- **RECORDS SUPPLIED**
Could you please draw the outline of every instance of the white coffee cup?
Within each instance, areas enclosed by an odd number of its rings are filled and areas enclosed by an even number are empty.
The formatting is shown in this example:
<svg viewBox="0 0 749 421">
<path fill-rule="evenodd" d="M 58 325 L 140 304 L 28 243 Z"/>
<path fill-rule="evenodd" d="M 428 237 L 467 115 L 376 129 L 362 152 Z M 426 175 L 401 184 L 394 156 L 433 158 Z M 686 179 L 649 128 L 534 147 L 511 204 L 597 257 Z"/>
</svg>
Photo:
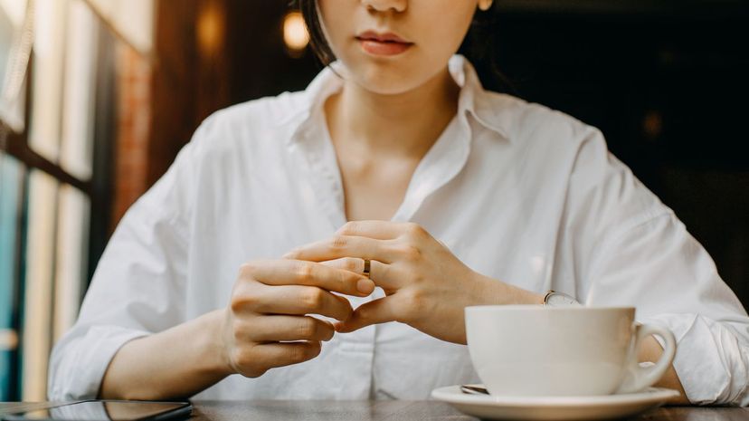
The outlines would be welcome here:
<svg viewBox="0 0 749 421">
<path fill-rule="evenodd" d="M 467 307 L 469 351 L 494 396 L 637 392 L 668 369 L 676 340 L 666 328 L 636 323 L 634 313 L 623 307 Z M 663 354 L 640 367 L 637 350 L 649 335 L 663 340 Z"/>
</svg>

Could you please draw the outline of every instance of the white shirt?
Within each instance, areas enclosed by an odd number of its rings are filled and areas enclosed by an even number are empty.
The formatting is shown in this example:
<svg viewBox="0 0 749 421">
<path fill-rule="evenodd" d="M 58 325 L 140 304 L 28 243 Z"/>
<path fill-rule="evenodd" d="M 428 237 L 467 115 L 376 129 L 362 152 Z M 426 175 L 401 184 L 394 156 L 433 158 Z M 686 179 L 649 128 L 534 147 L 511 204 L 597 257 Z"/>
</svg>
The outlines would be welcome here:
<svg viewBox="0 0 749 421">
<path fill-rule="evenodd" d="M 596 129 L 484 91 L 460 56 L 450 70 L 461 86 L 459 112 L 393 220 L 420 224 L 494 279 L 636 306 L 638 320 L 673 330 L 674 366 L 692 402 L 749 404 L 749 319 L 673 212 Z M 50 399 L 94 397 L 126 341 L 225 307 L 242 263 L 277 258 L 346 223 L 321 107 L 341 87 L 325 70 L 305 91 L 206 120 L 119 224 L 77 323 L 53 350 Z M 195 397 L 423 399 L 477 381 L 467 347 L 393 322 L 337 334 L 313 360 L 231 376 Z"/>
</svg>

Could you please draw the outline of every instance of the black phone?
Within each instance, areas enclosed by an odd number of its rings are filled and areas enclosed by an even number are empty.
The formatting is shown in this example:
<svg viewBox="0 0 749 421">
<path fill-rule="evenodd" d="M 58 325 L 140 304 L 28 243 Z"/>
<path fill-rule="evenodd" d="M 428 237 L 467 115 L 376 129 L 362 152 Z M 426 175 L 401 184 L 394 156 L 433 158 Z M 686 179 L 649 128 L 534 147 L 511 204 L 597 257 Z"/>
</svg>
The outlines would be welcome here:
<svg viewBox="0 0 749 421">
<path fill-rule="evenodd" d="M 3 416 L 5 421 L 161 421 L 187 418 L 189 402 L 85 400 Z"/>
</svg>

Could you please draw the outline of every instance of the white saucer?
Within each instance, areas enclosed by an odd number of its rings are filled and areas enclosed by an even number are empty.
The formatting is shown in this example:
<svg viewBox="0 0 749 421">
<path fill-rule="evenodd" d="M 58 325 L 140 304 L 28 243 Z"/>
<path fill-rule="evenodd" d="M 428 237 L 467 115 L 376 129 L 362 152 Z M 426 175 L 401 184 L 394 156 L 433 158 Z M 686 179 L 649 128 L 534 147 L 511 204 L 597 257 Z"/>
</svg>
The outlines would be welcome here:
<svg viewBox="0 0 749 421">
<path fill-rule="evenodd" d="M 431 391 L 435 399 L 448 402 L 469 416 L 533 421 L 622 418 L 659 407 L 678 396 L 676 390 L 664 388 L 597 397 L 491 397 L 463 393 L 460 386 Z"/>
</svg>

- **EXERCISE DESCRIPTION**
Please repeat the entries exactly. Do not include the pictures.

- **FINISHED ANSWER**
Could you please draw the outline of every instance of the white coffee cup?
Within each instance, areas enclosed by an odd number of its rings are filled and areas enclosed by an even number are empty.
The formatting is shown in this example:
<svg viewBox="0 0 749 421">
<path fill-rule="evenodd" d="M 58 325 L 140 304 L 28 243 Z"/>
<path fill-rule="evenodd" d="M 428 237 L 467 115 L 376 129 L 362 152 Z M 426 175 L 401 184 L 394 156 L 433 158 Z M 686 179 L 649 128 L 534 147 L 511 204 L 597 257 Z"/>
</svg>
Photo:
The outlines would be welcome here:
<svg viewBox="0 0 749 421">
<path fill-rule="evenodd" d="M 467 307 L 469 351 L 494 396 L 637 392 L 668 369 L 676 340 L 666 328 L 636 323 L 634 313 L 623 307 Z M 663 354 L 640 367 L 637 350 L 649 335 L 663 340 Z"/>
</svg>

Could you please draw the outline of every instance of the white shirt?
Within each instance, areas enclosed by an odd number of its rings are filled and areas enclosed by an even number are empty.
The formatting is shown in this example:
<svg viewBox="0 0 749 421">
<path fill-rule="evenodd" d="M 58 325 L 140 304 L 28 243 Z"/>
<path fill-rule="evenodd" d="M 428 237 L 467 115 L 376 129 L 362 152 Z M 426 175 L 401 184 L 394 156 L 433 158 Z M 686 179 L 649 128 L 534 147 L 511 204 L 597 257 Z"/>
</svg>
The outlines would be welcome here:
<svg viewBox="0 0 749 421">
<path fill-rule="evenodd" d="M 596 129 L 484 91 L 460 56 L 450 70 L 461 86 L 459 112 L 393 220 L 420 224 L 494 279 L 636 306 L 638 320 L 673 330 L 674 366 L 692 402 L 749 404 L 749 319 L 673 212 Z M 50 399 L 94 397 L 126 341 L 225 307 L 242 263 L 277 258 L 346 223 L 321 107 L 341 87 L 325 70 L 305 91 L 206 120 L 119 224 L 77 323 L 53 350 Z M 195 397 L 423 399 L 477 381 L 467 347 L 393 322 L 337 334 L 313 360 L 231 376 Z"/>
</svg>

Could you please draw the outline of every instance of the black phone?
Within each instance, areas enclosed by an odd number of its rings are filled and areas enclosed by an even number are empty.
The formatting is shown in this example:
<svg viewBox="0 0 749 421">
<path fill-rule="evenodd" d="M 58 325 L 140 304 L 28 243 Z"/>
<path fill-rule="evenodd" d="M 428 237 L 467 115 L 376 129 L 362 152 Z M 426 175 L 401 184 L 394 156 L 433 158 Z M 686 179 L 649 128 L 534 147 L 511 204 L 597 257 Z"/>
</svg>
The outlines would be welcome here:
<svg viewBox="0 0 749 421">
<path fill-rule="evenodd" d="M 3 416 L 5 421 L 161 421 L 187 418 L 189 402 L 85 400 Z"/>
</svg>

Could you please draw the outline of every instance of the white saucer?
Within each instance, areas enclosed by an odd number of its rings are filled and areas enclosed by an even number are empty.
The formatting is shown in this example:
<svg viewBox="0 0 749 421">
<path fill-rule="evenodd" d="M 58 325 L 140 304 L 28 243 Z"/>
<path fill-rule="evenodd" d="M 428 237 L 467 115 L 376 129 L 362 152 Z M 426 175 L 401 184 L 394 156 L 433 158 Z M 686 179 L 649 128 L 534 147 L 511 204 L 597 257 Z"/>
</svg>
The outlines would be welcome here:
<svg viewBox="0 0 749 421">
<path fill-rule="evenodd" d="M 431 391 L 435 399 L 448 402 L 469 416 L 533 421 L 622 418 L 659 407 L 678 396 L 676 390 L 664 388 L 597 397 L 491 397 L 463 393 L 460 386 Z"/>
</svg>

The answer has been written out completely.